Читать книгу Французский язык в России. Социальная, политическая, культурная и литературная история - Владислав Ржеуцкий - Страница 9
Введение
Литература как первоисточник
ОглавлениеМы уже обращали внимание на тот очевидный факт, что при изучении использования языка в языковом сообществе, существовавшем в отдаленном прошлом, нам приходится полностью полагаться на письменные источники. Однако нельзя забывать еще и о том, что письменная речь – которая сама по себе является не просто фиксацией устной речи, ее отражением, а самостоятельным языковым явлением[163] – имеет много разновидностей. Одна довольно широко разработанная ее разновидность используется в основном в деловых целях (например, для создания административных документов или в дипломатической переписке[164]). Другая принадлежит литературе. Она создается в соответствии с эстетическими взглядами и находит отражение в текстах, некоторые из которых становятся каноническими и формируют коллективную память, национальную идею, миф и традицию. Между этими двумя крайностями лежит целое поле промежуточных типов текстов, которые хоть и не входили в категорию беллетристики, но имели некоторую художественную функцию на протяжении интересующего нас исторического периода (или его части). Среди этих текстов важное место занимала личная переписка: распространенная среди дворян привычка писать письма сначала на черновик свидетельствует об относительной художественности многих текстов этого жанра, которые имели не только практическую, но и эстетическую функцию. Подобные письменные источники имеют неодинаковую ценность при изучении речевого поведения, то есть пользования языком, и отношения к нему.

Записи с отметками подписанных объектов.
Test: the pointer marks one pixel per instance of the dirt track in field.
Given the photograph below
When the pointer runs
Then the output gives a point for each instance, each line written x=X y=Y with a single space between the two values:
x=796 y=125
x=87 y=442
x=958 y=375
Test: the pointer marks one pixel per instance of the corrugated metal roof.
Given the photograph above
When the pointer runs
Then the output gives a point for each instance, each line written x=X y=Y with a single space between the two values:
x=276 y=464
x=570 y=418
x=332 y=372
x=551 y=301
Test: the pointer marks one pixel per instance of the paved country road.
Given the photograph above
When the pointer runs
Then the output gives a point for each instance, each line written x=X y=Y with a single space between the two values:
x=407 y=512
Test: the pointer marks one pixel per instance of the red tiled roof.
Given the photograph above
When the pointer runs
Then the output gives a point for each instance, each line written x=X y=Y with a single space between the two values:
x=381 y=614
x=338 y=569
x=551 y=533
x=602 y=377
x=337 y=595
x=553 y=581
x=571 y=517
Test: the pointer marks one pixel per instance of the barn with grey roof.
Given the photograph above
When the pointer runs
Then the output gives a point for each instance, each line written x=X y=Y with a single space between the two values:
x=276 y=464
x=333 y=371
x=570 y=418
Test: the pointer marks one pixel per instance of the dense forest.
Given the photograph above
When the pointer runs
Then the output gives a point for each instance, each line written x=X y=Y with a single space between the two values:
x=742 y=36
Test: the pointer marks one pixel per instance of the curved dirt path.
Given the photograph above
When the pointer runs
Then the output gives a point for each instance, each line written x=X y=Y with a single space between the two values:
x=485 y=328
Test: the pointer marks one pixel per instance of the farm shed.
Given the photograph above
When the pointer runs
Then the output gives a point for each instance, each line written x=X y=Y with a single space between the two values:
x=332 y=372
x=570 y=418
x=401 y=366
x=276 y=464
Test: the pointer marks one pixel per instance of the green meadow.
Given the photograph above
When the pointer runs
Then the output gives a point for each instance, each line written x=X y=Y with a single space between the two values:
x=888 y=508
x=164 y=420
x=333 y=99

Задания к упражнению.
- 1) Согласуются ли с текстом о письменной речи утверждения: (a) письменная речь — лишь запись устной речи; (b) дворяне имели привычку сначала писать письма на черновик; (c) все письменные источники одинаково ценны для изучения речевого поведения? На каждое ответьте «да» или «нет» и приведите решающие слова текста в точной цитате.
- 2) Представьте в виде списка строк JSON, по одному значению на строку и без пустых строк, только тот отрывок записей, что открывается строкой, содержащей «Test: the pointer marks one pixel per instance of the red», и закрывается строкой, содержащей «x=571 y=517», включая обе.

Ответы к заданиям.
- 1)
(a) Нет: «является не просто фиксацией устной речи, ее отражением, а самостоятельным языковым явлением».
(b) Да: «распространенная среди дворян привычка писать письма сначала на черновик».
(c) Нет: «Подобные письменные источники имеют неодинаковую ценность при изучении речевого поведения».

- 2)
[
  "Test: the pointer marks one pixel per instance of the red tiled roof.",
  "Given the photograph above",
  "When the pointer runs",
  "Then the output gives a point for each instance, each line written x=X y=Y with a single space between the two values:",
  "x=381 y=614",
  "x=338 y=569",
  "x=551 y=533",
  "x=602 y=377",
  "x=337 y=595",
  "x=553 y=581",
  "x=571 y=517"
]